### Dataset entries
- - - - - - -

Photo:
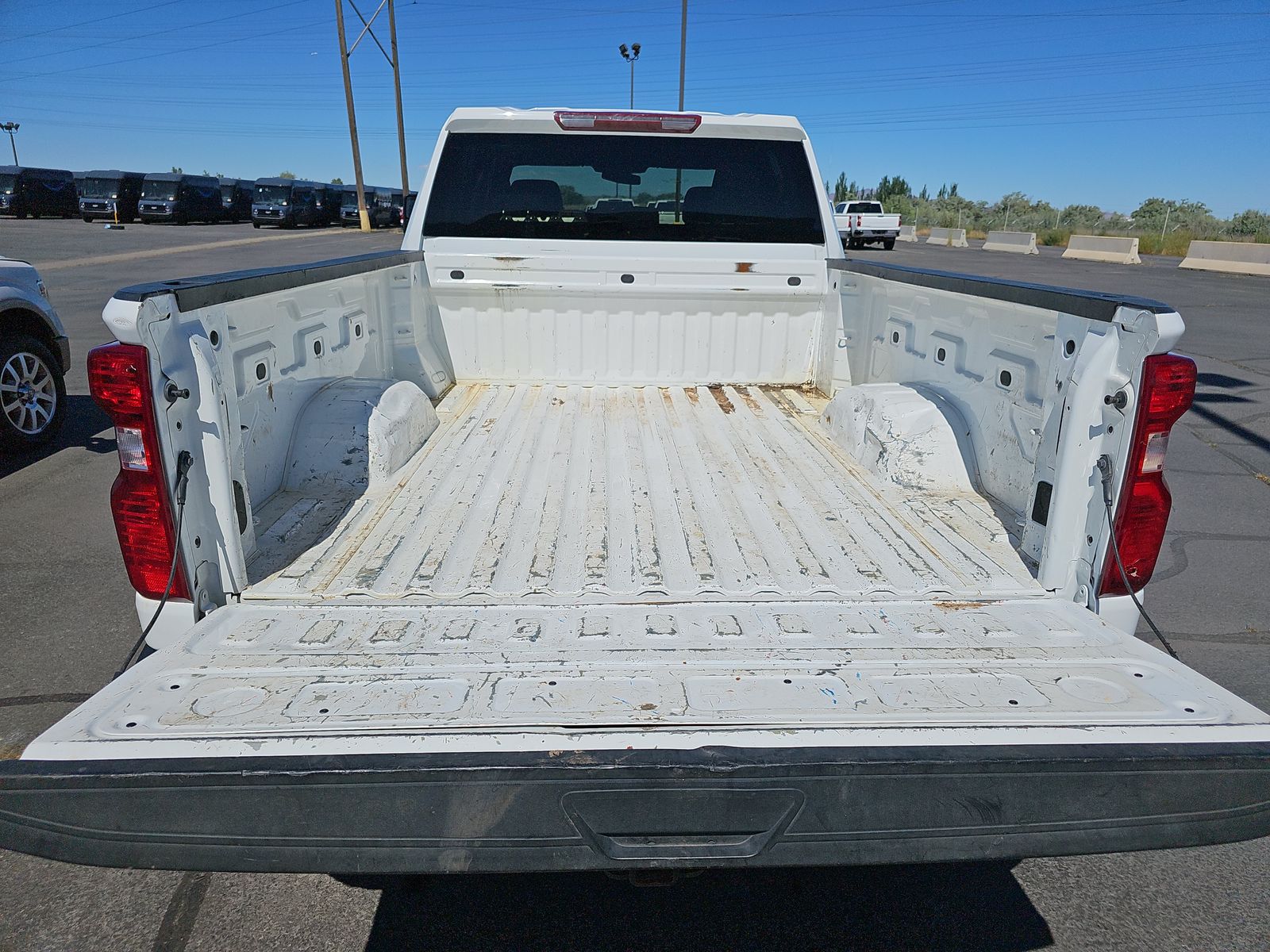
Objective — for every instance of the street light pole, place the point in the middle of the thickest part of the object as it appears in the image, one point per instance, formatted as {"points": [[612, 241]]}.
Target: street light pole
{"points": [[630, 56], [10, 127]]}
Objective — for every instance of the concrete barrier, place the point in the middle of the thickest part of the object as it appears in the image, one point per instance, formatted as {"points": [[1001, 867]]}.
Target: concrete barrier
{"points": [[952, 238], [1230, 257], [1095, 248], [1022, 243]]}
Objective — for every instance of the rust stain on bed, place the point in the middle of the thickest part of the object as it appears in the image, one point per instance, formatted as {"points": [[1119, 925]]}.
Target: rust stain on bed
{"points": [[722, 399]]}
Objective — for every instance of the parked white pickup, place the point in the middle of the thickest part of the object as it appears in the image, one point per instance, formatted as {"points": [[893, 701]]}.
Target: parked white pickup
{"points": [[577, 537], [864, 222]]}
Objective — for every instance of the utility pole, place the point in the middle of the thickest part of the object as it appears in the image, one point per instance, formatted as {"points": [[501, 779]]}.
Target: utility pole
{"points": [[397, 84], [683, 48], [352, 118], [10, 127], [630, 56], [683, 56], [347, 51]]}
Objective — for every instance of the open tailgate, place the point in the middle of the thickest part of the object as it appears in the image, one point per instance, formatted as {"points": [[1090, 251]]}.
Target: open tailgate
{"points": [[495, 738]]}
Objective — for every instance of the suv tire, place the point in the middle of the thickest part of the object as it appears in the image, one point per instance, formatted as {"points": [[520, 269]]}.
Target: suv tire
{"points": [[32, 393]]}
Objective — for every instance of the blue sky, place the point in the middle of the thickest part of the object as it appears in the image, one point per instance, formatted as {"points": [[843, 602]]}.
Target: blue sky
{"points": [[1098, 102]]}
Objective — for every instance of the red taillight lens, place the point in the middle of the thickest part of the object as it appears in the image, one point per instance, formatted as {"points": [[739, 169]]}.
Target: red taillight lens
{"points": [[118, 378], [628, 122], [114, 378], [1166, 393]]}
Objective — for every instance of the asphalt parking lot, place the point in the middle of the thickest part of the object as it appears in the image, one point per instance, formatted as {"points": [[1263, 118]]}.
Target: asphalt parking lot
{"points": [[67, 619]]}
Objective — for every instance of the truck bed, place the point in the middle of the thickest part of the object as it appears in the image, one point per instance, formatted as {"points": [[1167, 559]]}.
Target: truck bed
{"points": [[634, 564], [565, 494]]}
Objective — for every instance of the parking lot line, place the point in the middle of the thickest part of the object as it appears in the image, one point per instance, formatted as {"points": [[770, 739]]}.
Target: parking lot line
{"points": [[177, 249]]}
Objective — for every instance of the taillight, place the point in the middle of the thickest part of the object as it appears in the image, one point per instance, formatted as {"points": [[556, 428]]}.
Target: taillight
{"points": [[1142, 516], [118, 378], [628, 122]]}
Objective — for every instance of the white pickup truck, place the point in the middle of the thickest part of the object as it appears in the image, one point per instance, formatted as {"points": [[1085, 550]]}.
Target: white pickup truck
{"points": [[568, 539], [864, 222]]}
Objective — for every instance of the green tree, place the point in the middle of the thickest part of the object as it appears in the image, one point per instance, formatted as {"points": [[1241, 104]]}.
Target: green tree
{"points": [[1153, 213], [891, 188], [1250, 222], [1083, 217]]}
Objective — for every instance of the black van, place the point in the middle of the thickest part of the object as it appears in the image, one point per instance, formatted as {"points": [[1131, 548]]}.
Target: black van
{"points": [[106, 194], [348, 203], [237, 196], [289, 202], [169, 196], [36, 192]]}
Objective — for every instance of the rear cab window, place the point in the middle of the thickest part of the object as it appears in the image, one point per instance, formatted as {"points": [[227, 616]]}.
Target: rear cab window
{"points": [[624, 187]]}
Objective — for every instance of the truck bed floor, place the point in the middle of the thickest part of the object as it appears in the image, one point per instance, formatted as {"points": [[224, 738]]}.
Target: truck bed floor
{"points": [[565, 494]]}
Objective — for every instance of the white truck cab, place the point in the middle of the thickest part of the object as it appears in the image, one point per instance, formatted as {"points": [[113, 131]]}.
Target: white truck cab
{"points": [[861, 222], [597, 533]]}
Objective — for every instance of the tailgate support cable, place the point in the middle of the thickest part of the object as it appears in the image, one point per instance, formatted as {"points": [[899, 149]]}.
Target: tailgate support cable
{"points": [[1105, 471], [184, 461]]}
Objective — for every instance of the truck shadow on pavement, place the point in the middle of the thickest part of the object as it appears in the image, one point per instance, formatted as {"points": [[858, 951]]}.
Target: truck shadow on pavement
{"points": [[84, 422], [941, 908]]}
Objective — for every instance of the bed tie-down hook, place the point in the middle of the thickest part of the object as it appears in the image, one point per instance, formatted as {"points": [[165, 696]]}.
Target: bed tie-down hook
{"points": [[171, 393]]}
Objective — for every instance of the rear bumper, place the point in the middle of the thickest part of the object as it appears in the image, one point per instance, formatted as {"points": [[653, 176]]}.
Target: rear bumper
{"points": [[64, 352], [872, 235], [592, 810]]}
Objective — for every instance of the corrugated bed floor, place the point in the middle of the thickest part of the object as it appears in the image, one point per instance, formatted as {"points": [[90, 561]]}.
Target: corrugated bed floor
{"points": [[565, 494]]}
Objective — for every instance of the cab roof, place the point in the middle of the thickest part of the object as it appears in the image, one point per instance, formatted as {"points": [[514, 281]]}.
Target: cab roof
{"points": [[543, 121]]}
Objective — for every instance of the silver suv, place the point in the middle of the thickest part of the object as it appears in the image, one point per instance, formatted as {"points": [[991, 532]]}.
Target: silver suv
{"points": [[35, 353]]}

- - - - - - -

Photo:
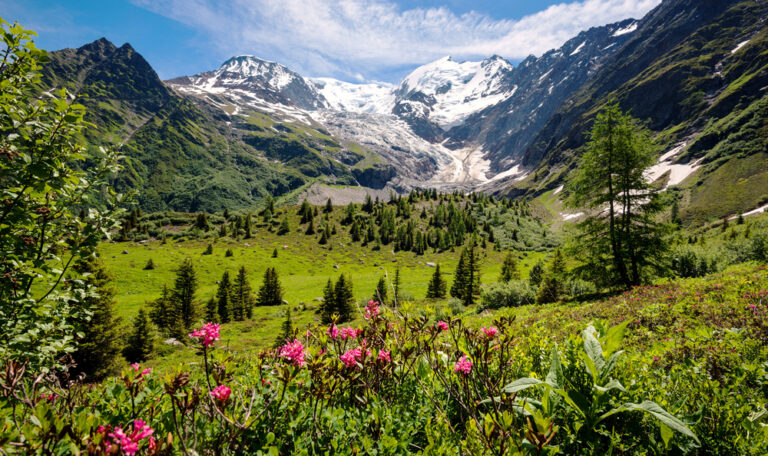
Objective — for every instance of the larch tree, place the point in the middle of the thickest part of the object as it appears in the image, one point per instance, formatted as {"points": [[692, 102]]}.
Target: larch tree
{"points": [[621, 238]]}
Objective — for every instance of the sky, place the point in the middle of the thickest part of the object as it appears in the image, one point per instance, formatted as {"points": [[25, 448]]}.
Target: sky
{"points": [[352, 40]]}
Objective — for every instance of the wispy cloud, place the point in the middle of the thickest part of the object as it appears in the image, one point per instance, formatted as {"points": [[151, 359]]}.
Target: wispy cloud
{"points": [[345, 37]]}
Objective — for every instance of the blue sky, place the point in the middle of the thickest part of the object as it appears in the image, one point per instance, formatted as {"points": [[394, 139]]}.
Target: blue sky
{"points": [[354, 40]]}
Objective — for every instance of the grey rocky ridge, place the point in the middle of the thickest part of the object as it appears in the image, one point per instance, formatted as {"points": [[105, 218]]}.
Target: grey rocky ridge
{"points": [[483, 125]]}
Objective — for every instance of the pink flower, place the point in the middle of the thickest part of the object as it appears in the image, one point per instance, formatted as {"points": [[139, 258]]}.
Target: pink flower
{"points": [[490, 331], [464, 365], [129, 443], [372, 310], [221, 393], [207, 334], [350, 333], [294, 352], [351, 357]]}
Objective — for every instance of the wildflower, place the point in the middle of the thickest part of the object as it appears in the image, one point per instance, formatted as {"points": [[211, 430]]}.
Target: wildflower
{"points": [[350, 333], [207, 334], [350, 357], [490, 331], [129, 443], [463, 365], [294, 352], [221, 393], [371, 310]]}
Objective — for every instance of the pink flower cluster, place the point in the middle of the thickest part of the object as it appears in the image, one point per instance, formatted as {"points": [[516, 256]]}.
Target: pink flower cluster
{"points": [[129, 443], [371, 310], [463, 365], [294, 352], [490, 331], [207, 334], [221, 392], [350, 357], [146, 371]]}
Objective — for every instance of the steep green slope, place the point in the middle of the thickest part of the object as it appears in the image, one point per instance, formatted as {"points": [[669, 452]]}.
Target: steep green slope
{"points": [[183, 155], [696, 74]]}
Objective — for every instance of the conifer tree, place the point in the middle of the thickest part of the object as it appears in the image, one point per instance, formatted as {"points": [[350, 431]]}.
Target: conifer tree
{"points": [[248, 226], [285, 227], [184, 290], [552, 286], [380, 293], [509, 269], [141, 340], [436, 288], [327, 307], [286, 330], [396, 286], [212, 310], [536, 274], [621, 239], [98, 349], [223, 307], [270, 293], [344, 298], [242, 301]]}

- - - - - - -

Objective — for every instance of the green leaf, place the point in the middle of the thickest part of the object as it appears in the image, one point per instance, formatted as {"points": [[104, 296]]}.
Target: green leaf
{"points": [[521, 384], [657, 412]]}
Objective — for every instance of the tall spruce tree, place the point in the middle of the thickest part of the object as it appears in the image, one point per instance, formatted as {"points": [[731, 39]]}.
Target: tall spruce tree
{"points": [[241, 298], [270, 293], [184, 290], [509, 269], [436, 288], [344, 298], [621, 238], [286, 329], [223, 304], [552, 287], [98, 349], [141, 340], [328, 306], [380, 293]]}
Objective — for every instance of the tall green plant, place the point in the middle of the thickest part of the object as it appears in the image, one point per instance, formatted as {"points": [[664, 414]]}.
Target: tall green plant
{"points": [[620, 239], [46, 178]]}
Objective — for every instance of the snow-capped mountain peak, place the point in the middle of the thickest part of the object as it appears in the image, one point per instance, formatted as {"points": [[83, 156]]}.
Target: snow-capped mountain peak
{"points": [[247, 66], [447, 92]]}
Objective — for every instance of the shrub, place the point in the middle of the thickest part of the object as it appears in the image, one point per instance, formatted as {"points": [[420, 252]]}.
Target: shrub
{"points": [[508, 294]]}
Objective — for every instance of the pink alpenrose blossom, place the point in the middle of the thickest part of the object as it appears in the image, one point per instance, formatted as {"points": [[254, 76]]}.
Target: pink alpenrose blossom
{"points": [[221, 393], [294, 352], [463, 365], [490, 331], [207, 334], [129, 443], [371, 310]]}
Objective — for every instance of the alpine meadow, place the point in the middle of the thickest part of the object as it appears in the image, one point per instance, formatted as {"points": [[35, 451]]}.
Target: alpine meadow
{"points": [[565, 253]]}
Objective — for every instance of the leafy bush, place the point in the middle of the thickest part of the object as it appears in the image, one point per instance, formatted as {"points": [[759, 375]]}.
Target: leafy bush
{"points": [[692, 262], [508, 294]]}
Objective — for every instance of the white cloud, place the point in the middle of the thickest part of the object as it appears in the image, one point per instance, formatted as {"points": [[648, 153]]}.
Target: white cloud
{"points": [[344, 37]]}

- - - - - - -

### Task details
Each line above from the one with "Objective — for every instance of the wildflower, place" up to and including the one with "Objective — for every instance of the pink flower cluster, place" must be set down exactly, and no line outside that span may appear.

### Output of the task
Objective — for every instance of the wildflower, place the point in the middle of the thickest part of the object as it appears in the image, one point per instance, formatted as {"points": [[211, 430]]}.
Target: wildflower
{"points": [[350, 333], [207, 334], [350, 357], [490, 331], [129, 443], [463, 365], [294, 352], [221, 393], [371, 310]]}
Objective — for every instance of the pink flower cluster, place the point in the middle of the thickest part of the object as it appears in the image, one point per instance, formatted as {"points": [[516, 256]]}.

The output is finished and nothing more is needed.